What you need to do —
a - In the database setup excerpt, reproduce word for word the passage from "#!/usr/bin/env python3" up to and including "sql_statement = sql_script.read()".
b - Condense the paragraph of the database setup excerpt that begins "The create_db script will apply" into a single shorter sentence that keeps its main facts.

Document excerpt —
%%
CREATE TABLE IF NOT EXISTS schema_history (
    applied_version INTEGER NOT NULL
);

INSERT INTO schema_history (applied_version) VALUES (0);

The create_db script will apply our first migration to the database. Put it under scripts/.

#!/usr/bin/env python3
import os
import sqlite3

# Path to your sqlite database can be set via the envvar DATABASE_PATH
db_session = sqlite3.connect(os.getenv("DATABASE_PATH", "/tmp/mydb"))

# Get the path of our script
CREATE_DB_PATH = "/".join(os.path.realpath(__file__).split("/")[:-2])

def main():
    # Read our sql migration to create the database.
    with open(os.path.join(CREATE_DB_PATH, "sql/0000-createdb.sql")) as sql_script:
        sql_statement = sql_script.read()

    # Get a cursor and execute the SQL script.
    cursor = db_session.cursor()
    cursor.executescript(sql_statement)

    # Commit our changes
    db_session.commit()

if __name__ == "__main__":
    main()

Creating the database

# Make it executable
chmod +x ./scripts/create_db

# Execute it
./scripts/create_db

# Verify it
sqlite3 /tmp/mydb

sqlite> select applied_version from schema_history;
0

There we go! As we can see we have created a database and the migration version 0 was applied.
%%
Dataset rows —
%%
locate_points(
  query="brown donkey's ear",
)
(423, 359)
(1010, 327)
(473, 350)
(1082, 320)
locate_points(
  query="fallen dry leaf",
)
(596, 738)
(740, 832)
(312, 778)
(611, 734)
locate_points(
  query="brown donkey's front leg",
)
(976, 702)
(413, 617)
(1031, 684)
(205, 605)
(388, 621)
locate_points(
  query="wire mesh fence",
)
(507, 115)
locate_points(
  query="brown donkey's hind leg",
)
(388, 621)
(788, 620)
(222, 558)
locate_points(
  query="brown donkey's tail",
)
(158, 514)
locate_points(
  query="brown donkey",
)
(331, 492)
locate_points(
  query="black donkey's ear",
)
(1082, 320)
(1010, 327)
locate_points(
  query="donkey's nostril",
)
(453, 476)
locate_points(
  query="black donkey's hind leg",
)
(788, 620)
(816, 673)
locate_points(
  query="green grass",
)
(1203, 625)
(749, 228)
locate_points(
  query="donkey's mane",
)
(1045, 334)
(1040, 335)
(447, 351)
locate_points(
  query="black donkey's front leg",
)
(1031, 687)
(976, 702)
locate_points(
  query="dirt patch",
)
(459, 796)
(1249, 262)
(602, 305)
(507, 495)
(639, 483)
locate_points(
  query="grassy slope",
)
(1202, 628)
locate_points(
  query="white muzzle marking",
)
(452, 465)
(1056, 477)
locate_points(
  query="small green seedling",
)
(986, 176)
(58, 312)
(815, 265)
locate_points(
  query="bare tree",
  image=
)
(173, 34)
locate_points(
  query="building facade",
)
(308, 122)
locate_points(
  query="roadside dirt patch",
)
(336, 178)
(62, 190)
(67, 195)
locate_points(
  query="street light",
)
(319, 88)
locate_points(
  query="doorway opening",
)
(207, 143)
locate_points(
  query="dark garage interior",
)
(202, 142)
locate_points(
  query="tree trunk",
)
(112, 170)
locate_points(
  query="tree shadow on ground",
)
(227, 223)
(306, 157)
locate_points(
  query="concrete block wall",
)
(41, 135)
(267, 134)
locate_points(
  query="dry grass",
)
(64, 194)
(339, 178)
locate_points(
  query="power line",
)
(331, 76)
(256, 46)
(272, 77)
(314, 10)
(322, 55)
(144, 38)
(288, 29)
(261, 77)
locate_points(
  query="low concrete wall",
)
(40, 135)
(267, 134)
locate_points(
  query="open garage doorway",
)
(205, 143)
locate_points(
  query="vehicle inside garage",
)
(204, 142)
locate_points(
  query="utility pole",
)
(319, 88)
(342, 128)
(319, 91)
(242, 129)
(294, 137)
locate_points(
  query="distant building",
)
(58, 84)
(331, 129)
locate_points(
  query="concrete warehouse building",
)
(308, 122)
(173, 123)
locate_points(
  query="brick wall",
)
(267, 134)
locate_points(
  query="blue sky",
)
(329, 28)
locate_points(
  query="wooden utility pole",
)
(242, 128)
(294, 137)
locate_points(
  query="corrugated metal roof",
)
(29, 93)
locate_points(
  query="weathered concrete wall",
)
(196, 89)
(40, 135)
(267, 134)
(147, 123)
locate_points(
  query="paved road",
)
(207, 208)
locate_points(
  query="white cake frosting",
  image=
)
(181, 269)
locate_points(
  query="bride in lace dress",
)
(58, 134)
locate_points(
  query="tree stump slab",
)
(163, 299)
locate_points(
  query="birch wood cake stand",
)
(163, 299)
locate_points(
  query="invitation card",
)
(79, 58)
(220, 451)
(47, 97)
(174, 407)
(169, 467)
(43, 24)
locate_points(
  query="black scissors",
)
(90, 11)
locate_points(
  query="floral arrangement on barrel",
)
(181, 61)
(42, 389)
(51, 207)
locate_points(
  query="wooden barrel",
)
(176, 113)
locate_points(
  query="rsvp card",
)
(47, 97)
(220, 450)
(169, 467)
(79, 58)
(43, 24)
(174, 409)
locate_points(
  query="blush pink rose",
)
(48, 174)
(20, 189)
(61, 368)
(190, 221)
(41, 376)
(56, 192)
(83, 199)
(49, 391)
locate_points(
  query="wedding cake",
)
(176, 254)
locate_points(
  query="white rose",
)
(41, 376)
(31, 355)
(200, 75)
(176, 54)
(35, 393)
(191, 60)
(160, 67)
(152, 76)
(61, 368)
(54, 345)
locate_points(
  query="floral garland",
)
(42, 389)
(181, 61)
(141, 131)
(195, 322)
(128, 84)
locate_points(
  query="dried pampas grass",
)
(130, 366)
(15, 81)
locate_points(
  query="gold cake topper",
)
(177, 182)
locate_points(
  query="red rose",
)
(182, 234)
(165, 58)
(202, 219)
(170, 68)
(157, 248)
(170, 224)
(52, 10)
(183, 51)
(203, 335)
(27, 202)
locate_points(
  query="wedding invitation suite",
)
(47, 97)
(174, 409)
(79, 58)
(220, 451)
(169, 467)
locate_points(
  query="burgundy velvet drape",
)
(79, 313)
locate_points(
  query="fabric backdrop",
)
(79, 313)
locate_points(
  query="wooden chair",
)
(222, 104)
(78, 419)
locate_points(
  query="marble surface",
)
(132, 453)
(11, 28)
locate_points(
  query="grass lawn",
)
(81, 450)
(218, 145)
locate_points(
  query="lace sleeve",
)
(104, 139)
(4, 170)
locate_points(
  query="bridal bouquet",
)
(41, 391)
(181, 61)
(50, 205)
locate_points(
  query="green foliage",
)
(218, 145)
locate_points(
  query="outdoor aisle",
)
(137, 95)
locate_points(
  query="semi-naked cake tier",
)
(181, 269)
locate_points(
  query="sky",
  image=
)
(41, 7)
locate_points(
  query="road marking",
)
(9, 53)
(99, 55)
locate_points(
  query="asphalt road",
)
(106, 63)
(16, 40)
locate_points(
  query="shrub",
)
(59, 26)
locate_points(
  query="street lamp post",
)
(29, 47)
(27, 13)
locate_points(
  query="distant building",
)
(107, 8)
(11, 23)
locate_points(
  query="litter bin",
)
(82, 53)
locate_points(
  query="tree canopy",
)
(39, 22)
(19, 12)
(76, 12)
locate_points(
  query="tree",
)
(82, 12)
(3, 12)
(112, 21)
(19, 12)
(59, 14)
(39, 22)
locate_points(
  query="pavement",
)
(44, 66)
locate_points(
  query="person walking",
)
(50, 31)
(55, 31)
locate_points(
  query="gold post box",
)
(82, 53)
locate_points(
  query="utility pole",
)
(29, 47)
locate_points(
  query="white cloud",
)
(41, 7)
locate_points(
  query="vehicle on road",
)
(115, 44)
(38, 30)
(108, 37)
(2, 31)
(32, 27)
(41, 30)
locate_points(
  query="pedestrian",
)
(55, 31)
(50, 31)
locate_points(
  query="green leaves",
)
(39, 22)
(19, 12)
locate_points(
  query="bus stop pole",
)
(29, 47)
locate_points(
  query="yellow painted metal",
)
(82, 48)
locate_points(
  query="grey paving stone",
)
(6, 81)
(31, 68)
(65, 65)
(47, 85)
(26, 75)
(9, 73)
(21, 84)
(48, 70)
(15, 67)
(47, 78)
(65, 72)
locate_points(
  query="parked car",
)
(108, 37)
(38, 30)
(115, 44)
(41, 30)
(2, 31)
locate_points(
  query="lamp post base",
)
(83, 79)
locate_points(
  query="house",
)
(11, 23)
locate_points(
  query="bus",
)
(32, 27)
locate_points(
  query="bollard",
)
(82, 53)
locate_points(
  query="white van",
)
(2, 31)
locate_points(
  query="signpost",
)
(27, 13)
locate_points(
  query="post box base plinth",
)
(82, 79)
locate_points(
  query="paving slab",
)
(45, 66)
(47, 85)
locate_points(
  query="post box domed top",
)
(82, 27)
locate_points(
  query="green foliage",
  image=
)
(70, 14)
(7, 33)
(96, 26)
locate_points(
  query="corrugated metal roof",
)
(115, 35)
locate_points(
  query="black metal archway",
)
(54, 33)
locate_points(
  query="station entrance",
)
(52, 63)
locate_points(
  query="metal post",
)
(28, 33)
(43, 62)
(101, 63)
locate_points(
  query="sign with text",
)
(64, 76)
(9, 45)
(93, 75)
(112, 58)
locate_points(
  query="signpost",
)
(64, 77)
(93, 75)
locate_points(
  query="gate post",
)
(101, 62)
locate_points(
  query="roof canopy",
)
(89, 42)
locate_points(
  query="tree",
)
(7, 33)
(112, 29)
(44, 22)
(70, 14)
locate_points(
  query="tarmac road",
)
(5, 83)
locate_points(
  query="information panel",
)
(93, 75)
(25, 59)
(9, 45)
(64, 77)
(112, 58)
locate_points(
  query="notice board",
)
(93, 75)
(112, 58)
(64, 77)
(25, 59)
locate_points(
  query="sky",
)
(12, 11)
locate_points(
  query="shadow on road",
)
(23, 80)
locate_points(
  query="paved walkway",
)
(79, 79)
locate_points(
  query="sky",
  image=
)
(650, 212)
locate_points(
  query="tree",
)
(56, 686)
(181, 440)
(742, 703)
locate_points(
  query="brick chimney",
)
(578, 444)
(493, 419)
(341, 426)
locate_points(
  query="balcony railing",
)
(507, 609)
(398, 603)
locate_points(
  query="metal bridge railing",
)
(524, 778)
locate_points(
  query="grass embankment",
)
%%
Answers provided —
a -
#!/usr/bin/env python3
import os
import sqlite3

# Path to your sqlite database can be set via the envvar DATABASE_PATH
db_session = sqlite3.connect(os.getenv("DATABASE_PATH", "/tmp/mydb"))

# Get the path of our script
CREATE_DB_PATH = "/".join(os.path.realpath(__file__).split("/")[:-2])

def main():
    # Read our sql migration to create the database.
    with open(os.path.join(CREATE_DB_PATH, "sql/0000-createdb.sql")) as sql_script:
        sql_statement = sql_script.read()

b - The create_db script, placed under scripts/, applies the first migration to the database.